TEXT SECTION -
◇ ◇ ◇

With Valerio and Francesco Testai, we analyzed the economic situation of the Vecchia Toscana Group, particularly in the post health pandemic period. “The last few years,” they point out, “have not been easy: in 2019, before Covid, turnover was 29 million euros, in 2020 we dropped to 17 million, and then returned to 21 million in 2022. Last year we closed at 24 million, thanks to sustained growth until September, but much of the marginality was eroded by rising costs of electricity, gas, and chemicals, as well as a lack of raw materials: in the end, profit was not proportional to the growth in turnover. As for markets, our export share is over 60 percent, concentrated mainly in Europe, the United States and Asia, although we are present in many countries around the world.”
What do you foresee for the second half of 2023?
“In the end it will be the most complex and indecipherable year, in the sense that the first months have not been in line with 2022 in terms of orders from customers, the hope is that in the second half of the year, which then means from September, there will be the promised increase. The current situation from the macro-economic point of view is not positive, also because of the increase in interest rates, both in Europe and the U.S., the war in Ukraine does not help, finally we will have to see how China will move in post-Covid times. The feeling is that an upturn will be there but we cannot quantify in what percentage, so it is necessary to be flexible both in terms of customer service and as a cost structure to cope with declines and increases in turnover. It is difficult to make long term forecasts, in the fashion industry orders never exceed 2 months.”
How do you realize your commitment to the environment?

◇ ◇ ◇

REQUIRED TASKS -
(A) Answer these questions from the Vecchia Toscana Group interview:
(i) What was the group's turnover in 2020?
(ii) How large is the group's export share?
(iii) In the fashion industry, how far ahead do orders extend?
(B) Do these statements agree with the Vecchia Toscana Group interview? Answer yes or no for each, quoting the words that decide it.
(i) The group's turnover in 2019 was 29 million euros.
(ii) Last year the group's profit grew in proportion to its turnover.
(iii) Customer orders in the first months of 2023 matched those of 2022.
(C) Extend the Vecchia Toscana Group interview, starting right after its final line.
The data that follow have no connection to the Vecchia Toscana Group interview.

RECORD EXTRACTS -
◇ ◇ ◇

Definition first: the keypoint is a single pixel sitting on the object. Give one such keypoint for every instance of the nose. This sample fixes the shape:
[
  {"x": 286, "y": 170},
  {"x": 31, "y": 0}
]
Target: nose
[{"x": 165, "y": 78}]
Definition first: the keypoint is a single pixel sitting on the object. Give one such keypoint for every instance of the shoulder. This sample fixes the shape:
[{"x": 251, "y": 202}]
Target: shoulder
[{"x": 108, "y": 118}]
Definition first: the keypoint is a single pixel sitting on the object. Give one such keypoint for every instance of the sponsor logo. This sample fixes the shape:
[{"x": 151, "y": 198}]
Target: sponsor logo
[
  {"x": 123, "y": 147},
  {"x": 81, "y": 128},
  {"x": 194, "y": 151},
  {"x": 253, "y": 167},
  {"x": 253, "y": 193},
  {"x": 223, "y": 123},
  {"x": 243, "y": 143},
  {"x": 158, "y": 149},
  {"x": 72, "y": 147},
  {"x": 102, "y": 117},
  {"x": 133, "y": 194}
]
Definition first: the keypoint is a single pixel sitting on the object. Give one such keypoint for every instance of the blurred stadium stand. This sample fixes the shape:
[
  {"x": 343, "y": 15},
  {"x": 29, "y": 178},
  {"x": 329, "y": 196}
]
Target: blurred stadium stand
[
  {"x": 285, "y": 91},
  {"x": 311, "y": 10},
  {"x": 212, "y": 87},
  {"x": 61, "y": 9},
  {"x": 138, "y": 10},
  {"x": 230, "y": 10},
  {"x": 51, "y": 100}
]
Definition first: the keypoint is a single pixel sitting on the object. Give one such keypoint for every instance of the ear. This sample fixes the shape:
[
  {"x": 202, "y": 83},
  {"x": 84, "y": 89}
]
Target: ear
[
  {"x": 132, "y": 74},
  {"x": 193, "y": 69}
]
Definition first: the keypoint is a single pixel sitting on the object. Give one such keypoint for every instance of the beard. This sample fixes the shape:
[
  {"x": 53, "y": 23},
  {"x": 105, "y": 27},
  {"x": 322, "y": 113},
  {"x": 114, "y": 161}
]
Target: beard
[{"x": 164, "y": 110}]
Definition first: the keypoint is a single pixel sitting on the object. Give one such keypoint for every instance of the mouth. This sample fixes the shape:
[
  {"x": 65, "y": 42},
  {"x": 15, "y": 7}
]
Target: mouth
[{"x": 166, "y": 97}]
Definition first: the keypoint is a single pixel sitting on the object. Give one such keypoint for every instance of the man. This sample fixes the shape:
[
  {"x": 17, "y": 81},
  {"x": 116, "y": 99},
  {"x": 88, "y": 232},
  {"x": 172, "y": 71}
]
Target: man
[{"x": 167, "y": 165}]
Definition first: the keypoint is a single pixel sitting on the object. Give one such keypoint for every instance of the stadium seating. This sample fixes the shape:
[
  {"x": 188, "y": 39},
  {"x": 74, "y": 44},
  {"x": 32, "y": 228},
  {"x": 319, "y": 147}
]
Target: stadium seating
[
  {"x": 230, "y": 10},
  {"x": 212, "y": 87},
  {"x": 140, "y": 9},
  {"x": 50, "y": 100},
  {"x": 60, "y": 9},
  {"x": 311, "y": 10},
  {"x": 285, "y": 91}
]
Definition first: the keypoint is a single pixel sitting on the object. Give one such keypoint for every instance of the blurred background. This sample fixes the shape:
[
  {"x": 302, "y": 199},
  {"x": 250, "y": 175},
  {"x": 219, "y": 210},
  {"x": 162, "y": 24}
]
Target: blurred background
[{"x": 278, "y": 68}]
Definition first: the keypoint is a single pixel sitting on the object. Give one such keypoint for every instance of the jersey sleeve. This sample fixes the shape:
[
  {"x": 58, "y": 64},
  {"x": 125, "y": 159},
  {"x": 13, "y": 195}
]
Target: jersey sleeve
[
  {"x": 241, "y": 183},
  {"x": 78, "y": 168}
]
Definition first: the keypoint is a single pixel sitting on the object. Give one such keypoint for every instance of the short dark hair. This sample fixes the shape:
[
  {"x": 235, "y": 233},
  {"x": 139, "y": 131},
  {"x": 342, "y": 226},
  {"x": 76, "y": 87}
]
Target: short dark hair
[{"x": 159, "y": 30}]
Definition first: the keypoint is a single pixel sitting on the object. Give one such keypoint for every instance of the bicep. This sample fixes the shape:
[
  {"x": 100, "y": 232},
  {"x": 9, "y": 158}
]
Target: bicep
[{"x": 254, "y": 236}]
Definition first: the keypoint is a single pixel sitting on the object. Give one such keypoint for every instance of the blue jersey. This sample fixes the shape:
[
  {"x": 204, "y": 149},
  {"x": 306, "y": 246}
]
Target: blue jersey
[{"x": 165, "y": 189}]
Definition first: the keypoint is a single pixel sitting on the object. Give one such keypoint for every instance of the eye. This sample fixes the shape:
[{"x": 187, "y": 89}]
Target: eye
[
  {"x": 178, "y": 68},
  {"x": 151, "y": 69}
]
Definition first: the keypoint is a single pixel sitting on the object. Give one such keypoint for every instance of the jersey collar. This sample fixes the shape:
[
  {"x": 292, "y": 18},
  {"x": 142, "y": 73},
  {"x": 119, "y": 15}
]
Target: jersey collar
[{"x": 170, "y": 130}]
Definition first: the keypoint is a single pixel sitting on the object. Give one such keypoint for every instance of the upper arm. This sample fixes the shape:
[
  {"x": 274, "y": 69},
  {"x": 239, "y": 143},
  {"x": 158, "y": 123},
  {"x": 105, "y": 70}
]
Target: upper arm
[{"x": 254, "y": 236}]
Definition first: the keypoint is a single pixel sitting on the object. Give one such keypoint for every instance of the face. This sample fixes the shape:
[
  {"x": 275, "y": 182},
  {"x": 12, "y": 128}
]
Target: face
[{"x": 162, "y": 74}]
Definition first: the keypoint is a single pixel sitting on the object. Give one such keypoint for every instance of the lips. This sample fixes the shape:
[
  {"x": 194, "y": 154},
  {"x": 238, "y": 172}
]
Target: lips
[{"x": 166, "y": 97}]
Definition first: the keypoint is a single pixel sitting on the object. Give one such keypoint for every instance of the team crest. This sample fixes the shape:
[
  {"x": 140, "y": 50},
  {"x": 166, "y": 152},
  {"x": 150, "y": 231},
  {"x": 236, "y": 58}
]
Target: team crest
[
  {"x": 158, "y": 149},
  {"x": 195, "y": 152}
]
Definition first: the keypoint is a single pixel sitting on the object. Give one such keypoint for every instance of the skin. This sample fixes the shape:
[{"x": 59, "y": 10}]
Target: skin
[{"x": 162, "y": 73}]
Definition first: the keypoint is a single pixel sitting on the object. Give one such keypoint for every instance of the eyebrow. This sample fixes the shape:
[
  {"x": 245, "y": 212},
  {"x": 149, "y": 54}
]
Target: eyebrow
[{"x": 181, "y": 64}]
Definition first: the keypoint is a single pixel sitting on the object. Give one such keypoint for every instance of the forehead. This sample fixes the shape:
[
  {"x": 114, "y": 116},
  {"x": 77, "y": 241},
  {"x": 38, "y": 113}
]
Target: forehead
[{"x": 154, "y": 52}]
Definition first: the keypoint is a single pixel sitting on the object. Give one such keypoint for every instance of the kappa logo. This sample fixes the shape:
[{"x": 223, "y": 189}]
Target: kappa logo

◇ ◇ ◇

EXPECTED RESULTS -
(A)
(i) 17 million euros
(ii) Over 60 percent
(iii) Never more than 2 months

(B)
(i) Yes: "in 2019, before Covid, turnover was 29 million euros"
(ii) No: "profit was not proportional to the growth in turnover"
(iii) No: "the first months have not been in line with 2022 in terms of orders from customers"

(C)
“The first important goal achieved is the publication of the 2021 sustainability report; we were one of the four or five Italian tanning companies to present it first, mapping consumption and emissions. In the coming months we will go on to publish the 2022 report, with the strategy of reaching zero impact in 2030. We believe that for a tannery, true sustainability is not creating a “green” or metal-free product; very often these are marketing operations, since chromium is a material that exists in nature and is not dangerous. Instead, it should be noted that those who work in this field start from a recovered by-product of the food industry, such as leather, and then turn it into luxury garments. Our commitment is to be able to achieve this transformation from byproduct to luxury good, with as little impact on the environment as possible.”
What operations have been put in place and those already planned?
“In the last three years, despite Covid, we have invested in retrofitting the thermal power plant, which has led to a 30 percent reduction in methane gas, while in these months we are redoing part of the roofing of our plant and then installing solar panels, which will ensure self-production of energy through photovoltaics. In addition, we have replaced obsolete machinery with modern machinery that consumes less, saving an additional 15 percent in electricity and overall reducing CO2 emissions by at least 30 percent. We will continue to invest in additional new machinery, while since the beginning of the year we have reduced water consumption, an increasingly valuable commodity, by 20 percent by changing the process and investing in implementing a reuse system.”